= Exercise =
Continue the interview about restyling game screenshots with a neural network, picking up right after its last sentence.

Champandard: So I haven’t yet tried applying the algorithm to let’s say individual pieces of content and then using traditional game pipelines to produce the final result. I’ve only tried taking screenshots and then applying the process and getting the resulting screenshots. And so when I did this process for Quake, I labeled it like that. I said it’s more of a concept art. It’s helping you understand the space of what the are style could be. But when I released the Quake screenshots the first thing that game developers were asking is “Can we get this version of Quake in a shader? Can we make a mod that like Picasso-style Quake?”
The problem is it’s taking about six minutes— At the time it was six minutes, I’ve got it down to about three minutes to get similar-quality 720p screenshots. It’s nowhere near real-time, three minutes versus thirty frames per second. It’s not quite there. I think the applications for concept art are short term. I think that’s a very promising avenue, just to get ideas on how you can add visual elements from let’s say famous painters into your game and see how that turns out.
Pieters: Yeah. I mean, it’s one, a matter of just time. Nvidia’s coming out with new graphics cards in a year now, the Pascal or whatever they’re called, which will be like four times faster. So maybe we’ll get already already a frame rate of four frames a seconds? Like, what could be kind of applications when this is real-time? Things like VR?
Champandard: Yeah, I’m not convinced about the real-time post-processing in a shader. I think there’s a big market for an independent developer, but convincing the standard AAA or console developers to switch to this is going to be difficult. For content production, I think there’s a lot of potential like if you imagine VR itself, there’ll be a lot of emphasis on the quality of the environment. And so using these kinds of techniques to improve the quality of the skyboxes, for example, and painting beautiful-looking skies or trees or landscapes, even if there’s other geometry built in a more traditional way. Maybe using these tools as a way to augment the quality of the textures or add a certain style to it or makes things quicker or easier to develop. Maybe taking the style of an experienced artist and then using that style to transfer it to the art of a beginner. So there might be some potential there in just letting artists build these really rough sketches and then having the neural network fill in the gaps.

= Material shown =
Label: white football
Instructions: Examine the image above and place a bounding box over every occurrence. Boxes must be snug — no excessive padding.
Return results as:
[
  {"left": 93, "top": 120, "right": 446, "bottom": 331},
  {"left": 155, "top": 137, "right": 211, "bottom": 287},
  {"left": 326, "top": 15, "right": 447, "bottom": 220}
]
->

= Written answer =
Winiger: I mean, at the speed of innovation in this space, where do you see us in the short term or mid term, or maybe even the long term? It’s very hard to estimate but maybe you have some wishes.
Champandard: I hope that there’ll be another version of StyleNet that does things a bit more context-sensitively. I think on the implementation side things are constantly improving. We’re getting to understand things better, so that will be more of an incremental thing. But I think anything further forward will be more a question of changing the mindsets of the people that could be using the tech. Changing mindsets always takes longer than changing the technology. And with machine learning moving as fast as it is now, it’s going to be quite scary, the difference in pace between what the machines can do and what the human mind is comfortable with, to put it that way. So from that perspective it’s harder to predict because involved in that is basically predicting how reactive or responsive the community will be, versus how closed off they are to the whole idea.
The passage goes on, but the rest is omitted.